(Records)

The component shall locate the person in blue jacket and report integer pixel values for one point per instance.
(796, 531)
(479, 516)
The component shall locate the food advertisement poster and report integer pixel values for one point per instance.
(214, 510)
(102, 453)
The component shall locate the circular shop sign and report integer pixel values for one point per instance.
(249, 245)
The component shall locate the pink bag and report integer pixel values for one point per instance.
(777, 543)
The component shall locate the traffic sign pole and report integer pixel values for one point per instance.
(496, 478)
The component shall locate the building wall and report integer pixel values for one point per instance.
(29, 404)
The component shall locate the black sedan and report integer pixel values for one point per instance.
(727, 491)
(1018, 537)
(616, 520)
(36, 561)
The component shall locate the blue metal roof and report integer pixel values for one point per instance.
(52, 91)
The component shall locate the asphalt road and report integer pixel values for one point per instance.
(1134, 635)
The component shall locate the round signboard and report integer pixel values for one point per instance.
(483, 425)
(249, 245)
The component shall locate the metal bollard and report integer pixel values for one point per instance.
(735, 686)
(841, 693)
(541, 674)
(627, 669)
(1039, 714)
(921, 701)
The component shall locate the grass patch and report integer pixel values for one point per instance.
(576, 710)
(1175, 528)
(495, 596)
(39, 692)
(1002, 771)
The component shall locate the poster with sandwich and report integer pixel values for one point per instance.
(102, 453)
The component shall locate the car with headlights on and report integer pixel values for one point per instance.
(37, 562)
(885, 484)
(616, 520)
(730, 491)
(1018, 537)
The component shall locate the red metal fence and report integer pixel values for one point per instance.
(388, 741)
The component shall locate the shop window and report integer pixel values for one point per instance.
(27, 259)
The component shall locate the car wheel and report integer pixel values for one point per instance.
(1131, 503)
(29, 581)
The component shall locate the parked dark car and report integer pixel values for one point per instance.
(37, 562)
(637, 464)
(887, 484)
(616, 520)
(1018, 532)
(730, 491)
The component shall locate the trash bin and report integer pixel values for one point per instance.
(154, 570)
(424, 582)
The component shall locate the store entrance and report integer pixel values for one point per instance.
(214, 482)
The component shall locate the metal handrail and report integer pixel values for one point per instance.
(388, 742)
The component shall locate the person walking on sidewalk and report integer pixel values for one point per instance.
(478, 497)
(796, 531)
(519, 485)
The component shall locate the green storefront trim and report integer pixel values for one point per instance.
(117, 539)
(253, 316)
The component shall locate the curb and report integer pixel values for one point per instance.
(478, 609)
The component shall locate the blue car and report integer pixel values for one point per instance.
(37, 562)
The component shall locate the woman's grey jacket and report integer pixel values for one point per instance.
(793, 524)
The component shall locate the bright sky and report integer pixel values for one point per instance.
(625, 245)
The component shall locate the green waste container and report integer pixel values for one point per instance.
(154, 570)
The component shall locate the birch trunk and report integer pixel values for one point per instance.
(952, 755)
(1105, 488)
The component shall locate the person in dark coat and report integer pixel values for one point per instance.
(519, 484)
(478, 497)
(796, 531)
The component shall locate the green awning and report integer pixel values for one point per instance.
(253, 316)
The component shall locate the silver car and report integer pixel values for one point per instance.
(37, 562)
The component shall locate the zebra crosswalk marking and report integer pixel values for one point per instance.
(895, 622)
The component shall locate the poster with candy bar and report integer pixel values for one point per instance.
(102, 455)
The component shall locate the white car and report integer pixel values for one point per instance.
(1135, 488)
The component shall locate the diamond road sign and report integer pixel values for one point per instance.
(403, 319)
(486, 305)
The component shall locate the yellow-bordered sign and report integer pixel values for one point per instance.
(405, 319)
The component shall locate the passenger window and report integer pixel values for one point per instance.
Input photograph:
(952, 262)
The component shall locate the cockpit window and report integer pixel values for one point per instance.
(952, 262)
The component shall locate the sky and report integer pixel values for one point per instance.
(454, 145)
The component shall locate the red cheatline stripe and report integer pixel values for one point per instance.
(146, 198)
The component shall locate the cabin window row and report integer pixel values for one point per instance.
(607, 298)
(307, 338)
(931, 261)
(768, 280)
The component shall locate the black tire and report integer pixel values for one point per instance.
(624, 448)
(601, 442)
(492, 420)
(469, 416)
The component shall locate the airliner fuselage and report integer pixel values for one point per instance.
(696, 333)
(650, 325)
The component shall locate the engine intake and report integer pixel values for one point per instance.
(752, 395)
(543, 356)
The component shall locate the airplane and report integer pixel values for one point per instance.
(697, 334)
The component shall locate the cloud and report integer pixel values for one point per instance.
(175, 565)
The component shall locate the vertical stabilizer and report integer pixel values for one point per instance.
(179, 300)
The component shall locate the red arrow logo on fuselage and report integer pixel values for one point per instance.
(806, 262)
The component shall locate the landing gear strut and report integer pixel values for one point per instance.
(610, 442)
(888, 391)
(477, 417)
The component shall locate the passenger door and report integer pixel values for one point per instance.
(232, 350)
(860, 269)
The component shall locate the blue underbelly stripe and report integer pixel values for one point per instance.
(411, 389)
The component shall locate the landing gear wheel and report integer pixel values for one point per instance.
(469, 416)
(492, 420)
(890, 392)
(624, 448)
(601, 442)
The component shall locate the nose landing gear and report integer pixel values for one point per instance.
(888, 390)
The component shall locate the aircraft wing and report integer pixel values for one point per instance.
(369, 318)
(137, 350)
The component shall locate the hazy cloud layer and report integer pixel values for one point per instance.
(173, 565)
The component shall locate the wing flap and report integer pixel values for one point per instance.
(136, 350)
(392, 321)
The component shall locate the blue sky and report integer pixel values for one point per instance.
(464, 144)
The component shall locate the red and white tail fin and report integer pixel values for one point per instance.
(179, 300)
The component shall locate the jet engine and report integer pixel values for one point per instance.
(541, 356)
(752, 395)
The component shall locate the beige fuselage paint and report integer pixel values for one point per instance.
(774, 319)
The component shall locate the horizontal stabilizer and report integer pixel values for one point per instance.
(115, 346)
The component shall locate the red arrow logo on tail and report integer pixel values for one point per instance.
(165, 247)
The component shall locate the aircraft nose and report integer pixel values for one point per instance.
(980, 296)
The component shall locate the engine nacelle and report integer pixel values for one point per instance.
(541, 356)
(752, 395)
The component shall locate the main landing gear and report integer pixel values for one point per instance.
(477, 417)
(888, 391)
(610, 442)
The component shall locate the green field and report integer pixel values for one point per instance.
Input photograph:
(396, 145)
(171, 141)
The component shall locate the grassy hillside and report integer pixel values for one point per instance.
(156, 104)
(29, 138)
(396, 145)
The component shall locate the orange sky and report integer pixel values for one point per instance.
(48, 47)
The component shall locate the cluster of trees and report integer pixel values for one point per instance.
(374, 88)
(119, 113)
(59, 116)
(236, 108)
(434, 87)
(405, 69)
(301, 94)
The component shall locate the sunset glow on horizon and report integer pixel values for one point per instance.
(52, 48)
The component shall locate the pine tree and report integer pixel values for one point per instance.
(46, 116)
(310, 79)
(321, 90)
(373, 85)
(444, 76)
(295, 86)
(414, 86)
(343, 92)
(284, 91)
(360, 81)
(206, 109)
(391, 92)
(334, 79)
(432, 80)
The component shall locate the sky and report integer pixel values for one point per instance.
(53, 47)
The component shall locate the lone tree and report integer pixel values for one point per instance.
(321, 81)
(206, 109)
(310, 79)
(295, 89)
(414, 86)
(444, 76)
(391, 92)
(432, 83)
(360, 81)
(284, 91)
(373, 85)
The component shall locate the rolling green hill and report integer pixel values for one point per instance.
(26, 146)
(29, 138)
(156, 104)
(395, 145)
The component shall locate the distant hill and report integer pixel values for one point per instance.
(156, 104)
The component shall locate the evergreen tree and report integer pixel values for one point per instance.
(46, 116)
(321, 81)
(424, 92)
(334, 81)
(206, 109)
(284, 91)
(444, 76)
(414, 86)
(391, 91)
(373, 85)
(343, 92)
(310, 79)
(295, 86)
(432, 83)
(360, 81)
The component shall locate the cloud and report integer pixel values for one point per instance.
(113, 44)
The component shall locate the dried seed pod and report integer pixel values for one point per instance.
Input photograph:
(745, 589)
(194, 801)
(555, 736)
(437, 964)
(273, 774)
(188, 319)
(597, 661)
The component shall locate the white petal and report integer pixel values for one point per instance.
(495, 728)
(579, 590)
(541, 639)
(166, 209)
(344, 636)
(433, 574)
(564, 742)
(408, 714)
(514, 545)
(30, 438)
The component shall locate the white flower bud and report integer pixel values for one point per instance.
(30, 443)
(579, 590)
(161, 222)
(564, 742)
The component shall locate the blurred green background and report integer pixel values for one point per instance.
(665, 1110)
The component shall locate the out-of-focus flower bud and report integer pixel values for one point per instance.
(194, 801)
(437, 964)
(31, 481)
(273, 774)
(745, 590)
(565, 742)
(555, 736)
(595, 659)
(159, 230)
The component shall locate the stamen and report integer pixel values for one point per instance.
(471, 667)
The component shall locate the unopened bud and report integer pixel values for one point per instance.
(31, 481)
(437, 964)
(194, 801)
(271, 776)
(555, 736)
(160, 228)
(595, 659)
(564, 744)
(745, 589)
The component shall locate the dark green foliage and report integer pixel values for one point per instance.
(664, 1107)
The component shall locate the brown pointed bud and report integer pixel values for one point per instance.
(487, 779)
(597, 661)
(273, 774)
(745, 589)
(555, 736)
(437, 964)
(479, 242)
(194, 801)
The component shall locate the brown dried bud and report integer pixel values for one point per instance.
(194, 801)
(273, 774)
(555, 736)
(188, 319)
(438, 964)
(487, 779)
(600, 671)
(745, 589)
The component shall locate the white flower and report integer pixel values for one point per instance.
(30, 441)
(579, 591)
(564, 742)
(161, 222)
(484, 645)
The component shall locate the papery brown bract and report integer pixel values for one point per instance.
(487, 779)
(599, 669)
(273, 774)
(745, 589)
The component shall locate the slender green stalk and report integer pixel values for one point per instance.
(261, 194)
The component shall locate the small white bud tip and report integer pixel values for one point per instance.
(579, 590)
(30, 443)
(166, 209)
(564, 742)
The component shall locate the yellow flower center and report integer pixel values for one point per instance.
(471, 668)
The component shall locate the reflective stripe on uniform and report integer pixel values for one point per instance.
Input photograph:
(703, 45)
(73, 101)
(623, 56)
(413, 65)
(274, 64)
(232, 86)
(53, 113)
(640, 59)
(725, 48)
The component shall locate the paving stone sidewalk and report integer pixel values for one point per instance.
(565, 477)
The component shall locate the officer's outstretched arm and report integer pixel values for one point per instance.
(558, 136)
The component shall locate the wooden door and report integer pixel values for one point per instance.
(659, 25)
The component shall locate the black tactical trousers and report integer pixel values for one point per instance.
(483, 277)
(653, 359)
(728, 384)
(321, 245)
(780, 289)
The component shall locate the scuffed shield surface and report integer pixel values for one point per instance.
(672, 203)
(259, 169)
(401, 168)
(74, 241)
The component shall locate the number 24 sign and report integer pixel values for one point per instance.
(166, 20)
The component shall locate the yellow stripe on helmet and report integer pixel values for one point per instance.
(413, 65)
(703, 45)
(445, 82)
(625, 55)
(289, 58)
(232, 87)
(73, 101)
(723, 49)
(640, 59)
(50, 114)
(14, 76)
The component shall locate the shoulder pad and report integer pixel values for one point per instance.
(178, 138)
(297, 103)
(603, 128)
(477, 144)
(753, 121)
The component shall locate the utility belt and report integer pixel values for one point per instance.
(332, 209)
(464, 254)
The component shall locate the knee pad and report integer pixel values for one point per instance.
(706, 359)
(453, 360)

TO DO :: Set out the lines of the entries above as a Markdown table with the columns Number and Line, starting at the line that contains "The component shall locate the zebra" and ending at the line that contains "(1135, 488)", both included. Give only those lines, one per row, and leave out any blank ones.

ANSWER TO THE EXERCISE ::
| Number | Line |
|---|---|
| 1 | The component shall locate the zebra crosswalk marking and report integer pixel values for one point per instance. |
| 2 | (895, 622) |
| 3 | The component shall locate the poster with candy bar and report integer pixel values for one point per instance. |
| 4 | (102, 455) |
| 5 | The component shall locate the white car and report integer pixel values for one point per instance. |
| 6 | (1135, 488) |